**Supplied material:**

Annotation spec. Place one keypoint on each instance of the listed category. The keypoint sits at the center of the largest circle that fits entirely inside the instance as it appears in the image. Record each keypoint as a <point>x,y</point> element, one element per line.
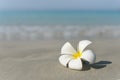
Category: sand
<point>38,60</point>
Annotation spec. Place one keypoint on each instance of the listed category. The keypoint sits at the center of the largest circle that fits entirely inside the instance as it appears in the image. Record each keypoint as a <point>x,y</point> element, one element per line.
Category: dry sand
<point>38,60</point>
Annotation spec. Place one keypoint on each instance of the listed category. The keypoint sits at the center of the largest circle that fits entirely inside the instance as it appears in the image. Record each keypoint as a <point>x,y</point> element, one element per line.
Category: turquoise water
<point>40,25</point>
<point>85,18</point>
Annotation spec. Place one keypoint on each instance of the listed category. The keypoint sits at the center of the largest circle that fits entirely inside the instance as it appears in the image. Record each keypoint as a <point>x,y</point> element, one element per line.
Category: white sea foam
<point>57,32</point>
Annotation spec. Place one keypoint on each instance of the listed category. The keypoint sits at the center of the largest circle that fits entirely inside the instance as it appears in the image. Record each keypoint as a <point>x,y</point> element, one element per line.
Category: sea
<point>59,24</point>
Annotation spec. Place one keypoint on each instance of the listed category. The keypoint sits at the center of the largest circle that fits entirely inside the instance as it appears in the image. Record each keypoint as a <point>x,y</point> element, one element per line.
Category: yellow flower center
<point>77,55</point>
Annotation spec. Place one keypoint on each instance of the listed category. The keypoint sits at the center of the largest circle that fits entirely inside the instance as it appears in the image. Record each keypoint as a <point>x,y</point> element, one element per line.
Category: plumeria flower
<point>73,59</point>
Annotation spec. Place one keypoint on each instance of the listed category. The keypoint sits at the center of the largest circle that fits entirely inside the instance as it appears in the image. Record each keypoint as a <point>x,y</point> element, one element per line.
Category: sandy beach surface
<point>38,60</point>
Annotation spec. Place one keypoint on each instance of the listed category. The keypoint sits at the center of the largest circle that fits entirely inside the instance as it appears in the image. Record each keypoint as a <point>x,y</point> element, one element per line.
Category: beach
<point>38,60</point>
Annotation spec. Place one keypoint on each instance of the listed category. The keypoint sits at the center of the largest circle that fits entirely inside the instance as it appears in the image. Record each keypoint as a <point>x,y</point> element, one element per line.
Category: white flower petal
<point>75,64</point>
<point>89,56</point>
<point>67,49</point>
<point>64,59</point>
<point>83,44</point>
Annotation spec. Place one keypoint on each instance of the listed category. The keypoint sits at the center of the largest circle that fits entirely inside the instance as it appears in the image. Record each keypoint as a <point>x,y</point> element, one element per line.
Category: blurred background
<point>59,19</point>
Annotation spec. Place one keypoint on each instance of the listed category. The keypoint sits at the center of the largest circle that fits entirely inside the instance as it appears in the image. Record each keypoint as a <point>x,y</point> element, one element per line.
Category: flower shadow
<point>97,65</point>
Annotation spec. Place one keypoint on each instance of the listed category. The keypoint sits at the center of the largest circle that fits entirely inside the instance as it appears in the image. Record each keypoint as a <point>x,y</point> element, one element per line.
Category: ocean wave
<point>57,32</point>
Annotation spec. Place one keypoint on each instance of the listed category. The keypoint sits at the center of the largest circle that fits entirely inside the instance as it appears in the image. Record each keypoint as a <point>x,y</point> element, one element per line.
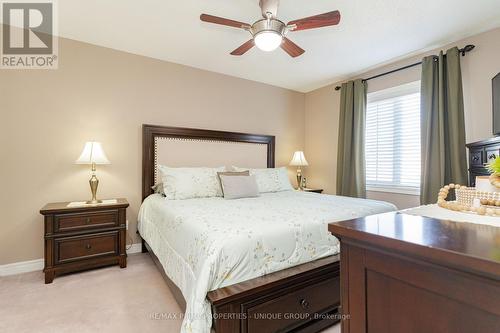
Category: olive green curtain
<point>351,150</point>
<point>442,128</point>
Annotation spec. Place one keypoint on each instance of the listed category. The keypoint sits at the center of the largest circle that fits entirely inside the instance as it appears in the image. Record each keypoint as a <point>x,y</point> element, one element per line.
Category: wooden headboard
<point>190,147</point>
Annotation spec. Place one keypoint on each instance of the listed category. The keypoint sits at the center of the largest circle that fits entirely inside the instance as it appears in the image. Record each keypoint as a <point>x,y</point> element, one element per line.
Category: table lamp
<point>93,154</point>
<point>299,160</point>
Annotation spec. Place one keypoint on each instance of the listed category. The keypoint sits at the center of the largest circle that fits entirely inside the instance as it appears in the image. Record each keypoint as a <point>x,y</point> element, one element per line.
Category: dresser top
<point>62,207</point>
<point>456,244</point>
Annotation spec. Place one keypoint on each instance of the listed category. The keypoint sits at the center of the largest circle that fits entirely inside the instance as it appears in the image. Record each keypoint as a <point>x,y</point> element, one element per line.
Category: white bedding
<point>209,243</point>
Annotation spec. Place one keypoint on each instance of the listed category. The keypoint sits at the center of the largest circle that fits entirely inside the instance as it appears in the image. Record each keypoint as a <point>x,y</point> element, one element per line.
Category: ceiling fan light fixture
<point>268,40</point>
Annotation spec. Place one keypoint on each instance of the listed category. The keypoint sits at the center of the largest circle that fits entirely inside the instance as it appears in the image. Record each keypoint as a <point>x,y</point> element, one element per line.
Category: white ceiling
<point>371,32</point>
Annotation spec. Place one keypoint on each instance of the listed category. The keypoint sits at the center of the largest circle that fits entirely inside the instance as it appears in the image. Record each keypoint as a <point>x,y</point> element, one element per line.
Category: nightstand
<point>79,237</point>
<point>312,190</point>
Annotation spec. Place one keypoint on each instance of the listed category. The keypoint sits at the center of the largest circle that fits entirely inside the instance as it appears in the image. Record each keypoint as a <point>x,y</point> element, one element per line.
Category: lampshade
<point>299,159</point>
<point>92,153</point>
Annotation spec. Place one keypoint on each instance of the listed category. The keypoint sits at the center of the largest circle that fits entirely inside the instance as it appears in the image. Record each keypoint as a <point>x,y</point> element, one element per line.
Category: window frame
<point>380,95</point>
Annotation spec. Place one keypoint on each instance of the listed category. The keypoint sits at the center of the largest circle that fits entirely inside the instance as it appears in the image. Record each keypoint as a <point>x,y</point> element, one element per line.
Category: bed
<point>263,264</point>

**Requirement:** The records above are to be reproduced exactly; the pictures are to be left out.

**Complete answer:**
Annotation spec. Place one keypoint on each instance of the listed category. The keypoint sits at the center of the largest circle that fits entirely inside the instance as it appears in the image. Record each keypoint as a <point>x,y</point> element, one element per line.
Category: sand
<point>38,60</point>
Annotation spec. Place one keypoint on each instance of the listed category. The keypoint sits at the center of the largest circle that fits entirely inside the instance as it appears in the image. Record each keypoint as a <point>x,y</point> element, one element per line.
Category: dry sand
<point>38,60</point>
Annotation spec. Place one keypoint on each instance of the listed category. The keypoint sits at the center of the largest circle that fits entirely inside the instance as it appears in the image. Record each keypoint as a <point>x,y</point> element, one element per line.
Category: turquoise water
<point>40,25</point>
<point>85,18</point>
Annotation spec. Place one keypoint on each instance of the listed category. The keypoint sits at the center of the largest circle that fits entirely inside the instance as it appears in the image. Record each keypoint as a <point>x,y</point> element, one element per line.
Category: white sea foam
<point>57,32</point>
Annotation spec. Place one keypoint on each instance of the listed category. The keypoint sits at the center of the largest circle that fits entirely inside the instance as it appears in the image. Record each keypoint as a <point>x,y</point> element, one element per line.
Category: sea
<point>59,24</point>
Annotation spec. Place one keypoint on each instance of the listed category. The keypoint sits at the center of the largest circle that fits entirely inside the instance as it appears in the image. Record each keypoint as a <point>x,y</point> element, one element per line.
Category: yellow flower center
<point>77,55</point>
Annotation spec. Place one keypoint on each instance of the listed category. The keypoint sits at the center of the largest circle that fits entirely inside the instance as it appears in the image. Record each keypoint as a <point>x,y</point> element, one element per line.
Category: plumeria flower
<point>73,59</point>
Annotation spec. Place one keypoint on each instance of the listed category. The keypoint sits at the center of the largest circle that fits entirely inside the instance as it appears in the image. Record each keypoint as a <point>x,y</point> element, one element per line.
Category: sandy beach surface
<point>38,60</point>
Annotation spec. Place one keypoint on each instance of the listed category. The keypoint sits at the center of the largest circle that fits entirely inside the instance as it appears in the image. Record each keypoint as a <point>x,y</point> element, one element per line.
Category: beach
<point>38,60</point>
Annotation spec. Place one keypoint on each instance of the listed category. The keypoint sits at the center of the largest circle that fits entirely inside the instance as it appears in the image. Record each keypoint as a <point>x,y</point> element, one element per line.
Category: white flower petal
<point>75,64</point>
<point>89,56</point>
<point>67,49</point>
<point>64,59</point>
<point>83,44</point>
Annotation spec. Place one keypoint on each instance of the listed category. The keypoint sits at the center of the largest circle that fits entirely inside the instance as it appears in the image. Record each keypoint as a <point>x,y</point> element, one element per line.
Category: blurred background
<point>59,19</point>
Annotation spec. Place one keypoint on each instance of the listed category. The keypoint sits at the center of the largest circle that fits entirely inside the instance as it appears in the image. Record each keypoint as a <point>x,y</point> element, one element per line.
Category: flower shadow
<point>97,65</point>
Annotation spec. Place one keypoint on each instance of the listed category. The keypoint sits at the center of the largest circle that fits entirely inside the instance as it appears in the image. Record each keypoint as a <point>x,y</point> element, one element per line.
Category: ocean wave
<point>57,32</point>
Annotation spec. Place one keypoint on each instance of the listed category. The keypoint sits at the center of the largest circle that fits entirely inside the instance as it appears in the image. Record each keypoint as a <point>x,y</point> element, one element per line.
Category: olive green curtain
<point>351,150</point>
<point>442,128</point>
Annotation spec. Place one keypoint on each instance of the listed category. The keypoint sits at the center of the largest circle that fits entirely inside the instance as it appears in the image. Record each keypoint as a <point>x,y</point> element, one element per line.
Category: wooden headboard
<point>190,147</point>
Annotation spec. Place one keypoint on each instance of the listed category. The keypoint sits at the center of the largest circle that fits entirely inside the instance as it appears in the image. Record each keypoint as a <point>x,y</point> element, one element per line.
Category: table lamp
<point>93,154</point>
<point>299,160</point>
Annotation spec. Place one keypoint on each instance of the listed category. The keypoint sits at the center of the largest circle that fits entirely inside the instance as it appears in the image. Record each keypoint as a <point>x,y</point> element, one element per line.
Category: dresser top
<point>62,207</point>
<point>456,244</point>
Annotation spec. Place one keypoint on each instance of the listed category. The keypoint sits at the center of the largest circle that fits entirely inside the instance as it appears in the image. Record each keypoint as a <point>x,y</point> element, one element per line.
Category: white bedding
<point>209,243</point>
Annotation spec. Place one keypoint on each instance of the listed category. The keypoint sits at the center of the largest circle that fits entirely inside the instance as it appears in the image. Record each keypoint as a <point>x,y</point> element, one element per line.
Category: ceiling fan light fixture
<point>268,40</point>
Annotation spec. Place one keypoint on each instance of the listed category. The keypoint sits at the center of the largest circle that fits entirely inside the instance as it appears in the image. Record each keypoint as a <point>x,y</point> element, one element per line.
Category: white ceiling
<point>371,32</point>
Annotation spec. Place one keypoint on each instance of the listed category. The keypoint sits at the center of the largest circle that fits entirely inside the instance as it appears in the image. Record each keypoint as a <point>x,y</point> element, one element per line.
Category: nightstand
<point>79,237</point>
<point>312,190</point>
Annotation spec. Place one keypoint on each instance of the listed category. The keypoint sits at the center of the largest circle that fits entirely inside the instance as it appears in the image. Record each keypoint as a <point>x,y</point> element, one element per line.
Category: lampshade
<point>299,159</point>
<point>92,153</point>
Annotation spec. Place one keypoint on each instance of the listed category. The keypoint sits at the center of the largest circle that fits entirely inside the instance as it appears in the image. Record each keypoint as a <point>x,y</point> element, one element per line.
Category: window frame
<point>380,95</point>
Annotation spec. Place one keypoint on each instance of the listed category. The keypoint sits at the center of the largest circle that fits entirely inside the instance as it appears in the image. Record each keypoint as a <point>x,y</point> element, one element per line.
Category: bed
<point>263,264</point>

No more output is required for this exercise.